_SET OF TASKS:_
1 – Answer these questions from the AWS–Cerebras article, marking each answer with its letter:
(a) On what date was the agreement announced?
(b) Which chips will manage the prefill phase?
(c) What technology will connect the two systems?
2 – For each statement, say whether the AWS–Cerebras article supports it (yes or no) and quote the words that decide it:
(a) The Cerebras chips handle the prefill stage.
(b) Cerebras CS-3 systems will be deployed on the Amazon Bedrock platform.
(c) Inference has traditionally been split across two computing systems.

Segment Start: TEXT PASSAGE

Amazon Web Services (AWS) and artificial intelligence startup Cerebras Systems have struck a major partnership to bring ultra-fast AI inference to the cloud. Announced on Friday, March 13, 2026, the agreement integrates Cerebras’s high-performance WSE-3 chips into AWS data centers to accelerate generative AI and large language model workloads.
This collaboration aims to solve critical speed bottlenecks in AI inference by deploying Cerebras CS-3 systems alongside AWS Trainium-powered servers on the Amazon Bedrock platform. The integration creates a powerful, highly optimized cloud computing environment designed for developers and enterprises that require real-time responses for demanding applications, such as interactive chatbots and coding assistants.
A Disaggregated Architecture for AI Processing
To achieve these performance gains, AWS and Cerebras are introducing a novel “disaggregated architecture” for AI inference workloads. Inference is the process where previously trained AI models take user requests and generate responses. Traditionally, this process is handled by a single computing system, but the new partnership splits the workload into two distinct phases using different hardware optimized for each specific task.
The first phase, known as the “prefill” stage, involves processing a user’s prompt and converting natural language into tokens that the AI system can understand. Under the new architecture, Amazon’s proprietary Trainium custom AI chips will manage this prefill phase.
The second phase is the “decode” stage, where the AI system actually generates and delivers the desired response to the user. The massive Cerebras chips will be solely responsible for this decoding process. The two systems will be interconnected using AWS’s Elastic Fabric Adapter, a high-speed networking technology that allows the hardware to communicate seamlessly.

Segment End: TEXT PASSAGE
Segment Start: DATASET ENTRIES

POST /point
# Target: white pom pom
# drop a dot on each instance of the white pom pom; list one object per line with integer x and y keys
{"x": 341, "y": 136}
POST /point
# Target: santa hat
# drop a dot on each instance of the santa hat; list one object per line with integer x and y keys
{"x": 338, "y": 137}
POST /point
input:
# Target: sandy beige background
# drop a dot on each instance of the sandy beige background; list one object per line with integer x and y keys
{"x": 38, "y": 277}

Segment End: DATASET ENTRIES
Segment Start: DATASET ENTRIES

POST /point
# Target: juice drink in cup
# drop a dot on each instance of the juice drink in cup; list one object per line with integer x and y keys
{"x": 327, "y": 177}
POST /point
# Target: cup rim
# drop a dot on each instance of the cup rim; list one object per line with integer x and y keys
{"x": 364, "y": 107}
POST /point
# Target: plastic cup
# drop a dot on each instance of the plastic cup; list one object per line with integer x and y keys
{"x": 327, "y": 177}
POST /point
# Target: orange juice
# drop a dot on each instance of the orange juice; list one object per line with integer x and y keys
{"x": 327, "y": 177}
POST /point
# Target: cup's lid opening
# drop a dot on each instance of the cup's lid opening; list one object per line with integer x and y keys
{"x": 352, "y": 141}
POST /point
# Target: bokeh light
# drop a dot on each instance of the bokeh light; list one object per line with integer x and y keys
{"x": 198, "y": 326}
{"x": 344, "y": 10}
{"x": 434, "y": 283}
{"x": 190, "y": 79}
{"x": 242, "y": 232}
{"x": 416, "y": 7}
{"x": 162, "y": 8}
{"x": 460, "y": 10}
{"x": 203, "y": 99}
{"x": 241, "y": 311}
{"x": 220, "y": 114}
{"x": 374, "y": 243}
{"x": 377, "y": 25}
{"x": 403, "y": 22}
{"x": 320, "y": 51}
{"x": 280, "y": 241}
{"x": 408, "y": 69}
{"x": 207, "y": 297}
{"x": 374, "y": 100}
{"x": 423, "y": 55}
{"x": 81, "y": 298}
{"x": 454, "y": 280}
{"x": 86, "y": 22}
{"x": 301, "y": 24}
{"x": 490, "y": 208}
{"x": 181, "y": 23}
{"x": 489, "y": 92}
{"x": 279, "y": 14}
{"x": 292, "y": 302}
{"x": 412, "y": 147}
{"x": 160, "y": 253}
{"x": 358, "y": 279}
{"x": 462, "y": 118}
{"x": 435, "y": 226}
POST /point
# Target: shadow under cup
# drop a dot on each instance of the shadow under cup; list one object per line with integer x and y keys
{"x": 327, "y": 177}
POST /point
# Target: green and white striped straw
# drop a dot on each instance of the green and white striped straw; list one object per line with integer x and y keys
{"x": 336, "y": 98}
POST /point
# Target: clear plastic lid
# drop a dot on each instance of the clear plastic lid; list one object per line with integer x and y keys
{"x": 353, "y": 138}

Segment End: DATASET ENTRIES

_SOLUTION LIST:_
1 –
(a) Friday, March 13, 2026
(b) Amazon's proprietary Trainium custom AI chips
(c) AWS's Elastic Fabric Adapter

2 –
(a) No: "Amazon’s proprietary Trainium custom AI chips will manage this prefill phase."
(b) Yes: "deploying Cerebras CS-3 systems alongside AWS Trainium-powered servers on the Amazon Bedrock platform"
(c) No: "Traditionally, this process is handled by a single computing system"